◆ **TASK INSTRUCTIONS**
Output an exact reproduction of the data.

◆ **Coordinate annotation entries**
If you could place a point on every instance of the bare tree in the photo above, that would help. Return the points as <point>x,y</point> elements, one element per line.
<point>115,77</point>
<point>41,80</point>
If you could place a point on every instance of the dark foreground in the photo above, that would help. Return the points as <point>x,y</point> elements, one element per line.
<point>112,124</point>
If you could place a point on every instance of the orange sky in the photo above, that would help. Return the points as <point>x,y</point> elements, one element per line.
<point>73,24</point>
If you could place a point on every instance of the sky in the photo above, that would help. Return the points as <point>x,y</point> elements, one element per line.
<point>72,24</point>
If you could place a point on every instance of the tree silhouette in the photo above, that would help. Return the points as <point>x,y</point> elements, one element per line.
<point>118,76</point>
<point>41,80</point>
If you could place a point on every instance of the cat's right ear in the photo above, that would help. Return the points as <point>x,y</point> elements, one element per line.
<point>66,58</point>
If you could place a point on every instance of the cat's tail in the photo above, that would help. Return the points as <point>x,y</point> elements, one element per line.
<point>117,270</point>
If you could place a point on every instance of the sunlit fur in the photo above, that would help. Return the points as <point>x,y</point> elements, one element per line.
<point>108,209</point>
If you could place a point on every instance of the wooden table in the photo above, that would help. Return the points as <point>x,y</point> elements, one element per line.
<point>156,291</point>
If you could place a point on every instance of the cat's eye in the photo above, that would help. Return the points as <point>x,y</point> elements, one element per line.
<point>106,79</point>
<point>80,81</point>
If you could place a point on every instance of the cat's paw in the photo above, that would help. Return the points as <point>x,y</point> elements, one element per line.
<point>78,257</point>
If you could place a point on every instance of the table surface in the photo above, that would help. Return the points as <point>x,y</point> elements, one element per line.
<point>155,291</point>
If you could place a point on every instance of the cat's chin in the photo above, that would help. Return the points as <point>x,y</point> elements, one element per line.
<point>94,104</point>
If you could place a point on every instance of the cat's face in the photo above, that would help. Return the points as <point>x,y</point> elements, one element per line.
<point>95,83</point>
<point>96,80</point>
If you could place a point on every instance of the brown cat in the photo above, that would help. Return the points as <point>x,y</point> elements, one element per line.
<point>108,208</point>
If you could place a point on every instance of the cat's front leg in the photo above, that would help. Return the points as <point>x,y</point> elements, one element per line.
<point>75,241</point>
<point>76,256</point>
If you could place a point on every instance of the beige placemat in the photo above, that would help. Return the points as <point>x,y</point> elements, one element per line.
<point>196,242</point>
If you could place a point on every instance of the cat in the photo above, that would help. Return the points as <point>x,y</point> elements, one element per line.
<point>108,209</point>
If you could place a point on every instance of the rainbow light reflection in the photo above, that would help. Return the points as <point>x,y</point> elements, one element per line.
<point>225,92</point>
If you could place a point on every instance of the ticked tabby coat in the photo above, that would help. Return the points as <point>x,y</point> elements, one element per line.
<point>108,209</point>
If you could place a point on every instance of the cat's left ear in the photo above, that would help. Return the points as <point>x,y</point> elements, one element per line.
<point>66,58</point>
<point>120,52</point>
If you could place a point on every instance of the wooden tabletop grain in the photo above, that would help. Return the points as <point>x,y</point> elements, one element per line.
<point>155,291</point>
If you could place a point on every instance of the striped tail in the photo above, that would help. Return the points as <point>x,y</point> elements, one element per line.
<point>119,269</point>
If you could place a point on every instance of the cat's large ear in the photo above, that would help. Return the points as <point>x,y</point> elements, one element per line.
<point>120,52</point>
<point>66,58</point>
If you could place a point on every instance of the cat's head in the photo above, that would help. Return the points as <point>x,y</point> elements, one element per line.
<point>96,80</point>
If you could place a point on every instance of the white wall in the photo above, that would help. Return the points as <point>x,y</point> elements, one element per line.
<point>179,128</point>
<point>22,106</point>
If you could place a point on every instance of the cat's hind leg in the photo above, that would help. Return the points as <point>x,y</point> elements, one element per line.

◆ **PROBLEM SOLUTION**
If you could place a point on every instance of the bare tree in the photo above, that would help. Return the points as <point>x,y</point> elements, one element per line.
<point>115,77</point>
<point>41,80</point>
If you could place a point on every instance of the dark foreground in the photo above, that would help. Return the points as <point>x,y</point> elements, one element per line.
<point>112,124</point>
If you could place a point on every instance of the orange sky in the photo above, that would help. Return the points as <point>x,y</point> elements, one element per line.
<point>73,24</point>
If you could place a point on every instance of the sky in the photo above, that would help. Return the points as <point>x,y</point> elements, one element per line.
<point>72,24</point>
If you could place a point on every instance of the tree silhouette in the photo above, that would help. Return the points as <point>x,y</point> elements, one element per line.
<point>118,76</point>
<point>41,80</point>
If you could place a point on every instance of the cat's right ear in the photo above, that would help. Return the points as <point>x,y</point> elements, one element per line.
<point>66,58</point>
If you could place a point on every instance of the cat's tail in the photo above, that would help. Return the points as <point>x,y</point> elements, one element per line.
<point>117,270</point>
If you could place a point on every instance of the sunlit fur in the photo above, that would help. Return the points as <point>x,y</point> elements, one element per line.
<point>108,209</point>
If you could place a point on every instance of the wooden table in the photo above, that would help. Return the points as <point>x,y</point> elements, one element per line.
<point>156,291</point>
If you could place a point on every instance of the cat's eye in the photo above, that would help. Return the points as <point>x,y</point> elements, one element per line.
<point>106,79</point>
<point>80,81</point>
If you could place a point on every instance of the cat's paw in the photo above, that would help. Return the points as <point>x,y</point> elements, one element per line.
<point>78,257</point>
If you could place a point on every instance of the table surface in the photo above, that would help. Return the points as <point>x,y</point> elements, one element per line.
<point>155,291</point>
If you could place a point on every instance of the cat's chin in the photo above, that would help. Return the points as <point>x,y</point> elements, one element per line.
<point>94,104</point>
If you could place a point on every instance of the cat's face in the photo above, that would help. Return the points as <point>x,y</point> elements, one element per line.
<point>95,83</point>
<point>96,80</point>
If you could place a point on every instance of the brown cat in the photo above, that would help. Return the points as <point>x,y</point> elements, one element per line.
<point>108,208</point>
If you could place a point on every instance of the cat's front leg in the photo above, that would help. Return the points as <point>x,y</point> elements, one element per line.
<point>75,241</point>
<point>76,256</point>
If you could place a point on every instance of the beige placemat in the photo above, that would help. Return the points as <point>x,y</point> elements, one element per line.
<point>196,242</point>
If you could place a point on every instance of the cat in the photo above, that would help. Return the points as <point>x,y</point> elements, one element per line.
<point>108,209</point>
If you could place a point on every instance of the rainbow light reflection in the photo above, that would help. Return the points as <point>x,y</point> elements, one element per line.
<point>225,92</point>
If you could place a point on every instance of the ticked tabby coat in the photo above, that would help. Return the points as <point>x,y</point> elements, one element per line.
<point>108,209</point>
If you could place a point on every instance of the cat's left ear in the photo above, that would help. Return the points as <point>x,y</point> elements, one element per line.
<point>66,58</point>
<point>120,52</point>
If you could place a point on every instance of the wooden tabletop grain in the photo above, that would help. Return the points as <point>x,y</point> elements, one element per line.
<point>155,291</point>
If you could place a point on every instance of the striped tail in the photo above, that would help. Return the points as <point>x,y</point> elements, one element per line.
<point>119,269</point>
If you could place a point on every instance of the cat's large ear in the photo above, that would help. Return the points as <point>x,y</point> elements, one element per line.
<point>120,52</point>
<point>66,58</point>
If you could place a point on every instance of the cat's head in the photo above, that would help. Return the points as <point>x,y</point> elements, one element per line.
<point>96,80</point>
If you could place a point on every instance of the white wall in the photo above, that would help. Return the points as <point>x,y</point> elements, one element per line.
<point>179,128</point>
<point>22,106</point>
If you could place a point on every instance of the cat's hind leg in the photo above, that would help. Return the points as <point>x,y</point> elements, one element per line.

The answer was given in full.